▽

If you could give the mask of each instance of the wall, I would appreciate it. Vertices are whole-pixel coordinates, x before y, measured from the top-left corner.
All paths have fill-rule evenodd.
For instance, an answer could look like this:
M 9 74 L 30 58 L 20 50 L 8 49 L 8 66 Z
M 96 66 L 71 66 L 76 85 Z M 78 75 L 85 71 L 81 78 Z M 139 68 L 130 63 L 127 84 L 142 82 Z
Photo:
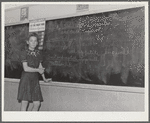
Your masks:
M 19 111 L 18 79 L 5 79 L 4 111 Z M 144 88 L 40 82 L 40 111 L 144 111 Z M 29 107 L 31 110 L 32 104 Z
M 58 7 L 59 6 L 59 7 Z M 29 23 L 29 20 L 46 18 L 46 20 L 80 16 L 92 13 L 102 13 L 107 11 L 121 10 L 133 7 L 141 7 L 144 4 L 89 4 L 89 10 L 83 12 L 76 11 L 76 4 L 29 4 L 19 6 L 16 8 L 5 10 L 5 25 L 16 25 L 20 23 Z M 22 7 L 29 7 L 29 18 L 25 21 L 20 21 L 20 9 Z

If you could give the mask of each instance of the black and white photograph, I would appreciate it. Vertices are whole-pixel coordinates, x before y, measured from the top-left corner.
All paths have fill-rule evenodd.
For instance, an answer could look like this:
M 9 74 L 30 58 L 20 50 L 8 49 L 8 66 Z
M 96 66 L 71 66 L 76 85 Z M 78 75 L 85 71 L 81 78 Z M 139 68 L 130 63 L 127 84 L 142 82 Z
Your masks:
M 148 120 L 148 2 L 1 5 L 3 121 Z

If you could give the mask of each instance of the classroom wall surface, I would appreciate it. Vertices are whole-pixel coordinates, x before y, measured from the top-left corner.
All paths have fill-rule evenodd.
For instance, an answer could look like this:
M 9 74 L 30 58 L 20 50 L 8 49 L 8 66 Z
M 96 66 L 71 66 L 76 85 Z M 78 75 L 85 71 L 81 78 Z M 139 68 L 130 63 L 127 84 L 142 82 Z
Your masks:
M 19 111 L 19 79 L 5 79 L 4 111 Z M 40 111 L 144 111 L 144 88 L 40 82 Z M 32 104 L 29 106 L 29 111 Z
M 86 11 L 77 11 L 77 4 L 29 4 L 19 6 L 16 8 L 10 8 L 5 10 L 5 25 L 16 25 L 20 23 L 29 23 L 29 20 L 35 20 L 40 18 L 46 18 L 47 20 L 73 17 L 80 15 L 87 15 L 92 13 L 102 13 L 108 11 L 115 11 L 121 9 L 128 9 L 133 7 L 142 7 L 143 4 L 89 4 L 89 9 Z M 59 6 L 59 7 L 58 7 Z M 29 7 L 28 19 L 20 21 L 21 8 Z

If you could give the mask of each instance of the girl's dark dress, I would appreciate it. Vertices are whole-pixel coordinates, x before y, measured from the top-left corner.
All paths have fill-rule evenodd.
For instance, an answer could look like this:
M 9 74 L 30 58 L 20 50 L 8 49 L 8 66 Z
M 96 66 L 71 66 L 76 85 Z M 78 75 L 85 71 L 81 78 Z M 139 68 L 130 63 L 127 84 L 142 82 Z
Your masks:
M 42 62 L 42 54 L 39 50 L 27 49 L 21 52 L 20 59 L 21 62 L 27 62 L 29 67 L 38 68 L 40 62 Z M 29 102 L 43 101 L 38 72 L 22 72 L 17 99 L 19 102 L 22 100 Z

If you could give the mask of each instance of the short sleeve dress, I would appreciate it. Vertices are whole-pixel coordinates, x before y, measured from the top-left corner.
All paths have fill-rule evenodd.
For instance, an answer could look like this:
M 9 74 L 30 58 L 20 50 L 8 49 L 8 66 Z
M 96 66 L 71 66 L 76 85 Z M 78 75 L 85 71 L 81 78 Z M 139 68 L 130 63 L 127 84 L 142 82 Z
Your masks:
M 42 52 L 39 50 L 24 50 L 20 54 L 21 62 L 27 62 L 32 68 L 38 68 L 42 62 Z M 43 101 L 42 92 L 39 84 L 38 72 L 22 72 L 18 87 L 18 102 L 24 101 Z

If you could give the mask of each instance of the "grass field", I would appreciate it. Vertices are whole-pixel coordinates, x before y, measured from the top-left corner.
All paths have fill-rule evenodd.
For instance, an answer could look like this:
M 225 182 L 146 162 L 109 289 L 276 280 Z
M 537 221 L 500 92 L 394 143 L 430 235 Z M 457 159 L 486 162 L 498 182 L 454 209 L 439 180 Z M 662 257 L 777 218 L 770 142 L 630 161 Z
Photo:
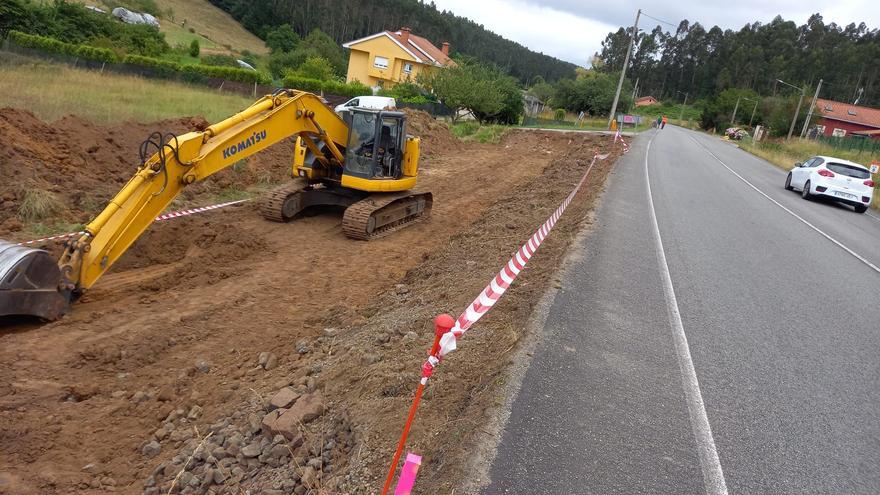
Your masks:
M 74 114 L 105 124 L 193 115 L 216 122 L 253 103 L 198 86 L 101 74 L 8 53 L 0 54 L 0 65 L 0 107 L 24 108 L 47 121 Z
M 744 140 L 740 148 L 759 156 L 779 168 L 789 170 L 795 162 L 802 162 L 806 158 L 816 155 L 828 155 L 868 166 L 871 160 L 880 160 L 880 154 L 862 153 L 839 150 L 832 146 L 807 139 L 793 139 L 789 142 L 765 141 L 755 143 L 752 140 Z M 880 175 L 874 176 L 874 182 L 880 183 Z M 872 207 L 880 209 L 880 187 L 874 188 L 874 201 Z
M 265 54 L 269 51 L 263 40 L 243 28 L 232 16 L 211 5 L 208 0 L 156 0 L 156 4 L 164 15 L 173 13 L 174 27 L 162 28 L 172 46 L 178 40 L 186 38 L 177 28 L 183 33 L 191 34 L 189 28 L 192 27 L 196 33 L 214 43 L 213 46 L 202 45 L 210 51 L 218 51 L 221 48 L 231 48 L 235 51 L 248 50 L 256 54 Z M 184 21 L 186 25 L 181 27 Z M 168 22 L 165 21 L 164 24 Z M 202 39 L 199 39 L 199 43 L 202 43 Z
M 483 125 L 478 122 L 459 122 L 452 126 L 452 133 L 464 141 L 477 141 L 479 143 L 497 143 L 504 134 L 511 129 L 506 125 Z

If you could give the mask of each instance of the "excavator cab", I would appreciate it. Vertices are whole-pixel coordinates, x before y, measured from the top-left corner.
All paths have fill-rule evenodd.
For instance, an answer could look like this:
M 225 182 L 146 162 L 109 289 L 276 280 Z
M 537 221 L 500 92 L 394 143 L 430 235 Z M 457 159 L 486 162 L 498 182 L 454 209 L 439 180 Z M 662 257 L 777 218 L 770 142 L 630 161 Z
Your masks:
M 358 108 L 349 115 L 345 173 L 365 179 L 400 179 L 406 137 L 403 113 Z

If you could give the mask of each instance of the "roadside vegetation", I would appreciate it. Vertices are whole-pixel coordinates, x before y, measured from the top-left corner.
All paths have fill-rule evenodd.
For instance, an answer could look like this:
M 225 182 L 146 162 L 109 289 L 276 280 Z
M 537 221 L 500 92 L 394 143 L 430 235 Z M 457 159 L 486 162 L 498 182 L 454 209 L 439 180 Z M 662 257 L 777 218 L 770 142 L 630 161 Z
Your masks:
M 462 141 L 476 141 L 478 143 L 498 143 L 501 138 L 511 129 L 507 125 L 487 124 L 480 125 L 476 121 L 459 122 L 452 126 L 452 133 Z
M 852 162 L 869 166 L 872 160 L 880 160 L 880 153 L 861 153 L 834 148 L 825 143 L 807 139 L 793 139 L 790 142 L 762 141 L 754 142 L 744 139 L 740 142 L 740 148 L 759 156 L 777 167 L 790 170 L 796 162 L 816 155 L 827 155 L 843 158 Z M 874 175 L 874 182 L 880 183 L 880 174 Z M 874 201 L 871 206 L 880 209 L 880 187 L 874 187 Z
M 97 123 L 201 115 L 218 121 L 253 98 L 199 86 L 73 69 L 0 54 L 0 107 L 23 108 L 46 121 L 74 114 Z

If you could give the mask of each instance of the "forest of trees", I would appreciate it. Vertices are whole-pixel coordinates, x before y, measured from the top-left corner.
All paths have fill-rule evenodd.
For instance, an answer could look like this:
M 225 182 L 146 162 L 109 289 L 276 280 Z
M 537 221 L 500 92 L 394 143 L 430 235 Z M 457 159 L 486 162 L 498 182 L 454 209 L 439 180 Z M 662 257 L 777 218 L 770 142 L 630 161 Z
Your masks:
M 619 71 L 629 44 L 629 28 L 609 33 L 599 54 L 603 70 Z M 880 31 L 864 23 L 826 24 L 814 14 L 798 26 L 777 16 L 739 31 L 681 21 L 674 33 L 660 26 L 641 31 L 627 77 L 639 81 L 640 95 L 681 100 L 710 98 L 730 88 L 760 95 L 796 92 L 775 83 L 816 87 L 821 97 L 880 106 Z M 679 91 L 681 93 L 679 93 Z M 808 95 L 812 96 L 812 95 Z
M 263 39 L 273 27 L 290 24 L 305 37 L 319 28 L 337 43 L 382 30 L 411 27 L 413 33 L 453 52 L 491 62 L 525 83 L 540 75 L 547 81 L 571 77 L 575 65 L 533 52 L 452 12 L 419 0 L 211 0 Z

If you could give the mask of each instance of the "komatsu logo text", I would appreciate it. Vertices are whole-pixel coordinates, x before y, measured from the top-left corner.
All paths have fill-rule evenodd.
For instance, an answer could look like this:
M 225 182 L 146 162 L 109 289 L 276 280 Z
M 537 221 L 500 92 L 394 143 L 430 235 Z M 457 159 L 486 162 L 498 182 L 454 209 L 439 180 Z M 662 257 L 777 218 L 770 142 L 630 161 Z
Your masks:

△

_WHAT IS BEING ASKED:_ Copy each line of the listing above that includes the word "dress".

_RESPONSE TO THIS TASK:_
If you could give the mask of each instance of the girl's dark dress, I would appreciate it. Vertices are whole-pixel coordinates, x before y, measured from the top-left corner.
If you could give the mask of each instance of the short sleeve dress, I would appreciate it. Vertices are whole-pixel coordinates, x before y, measured from the top-left corner.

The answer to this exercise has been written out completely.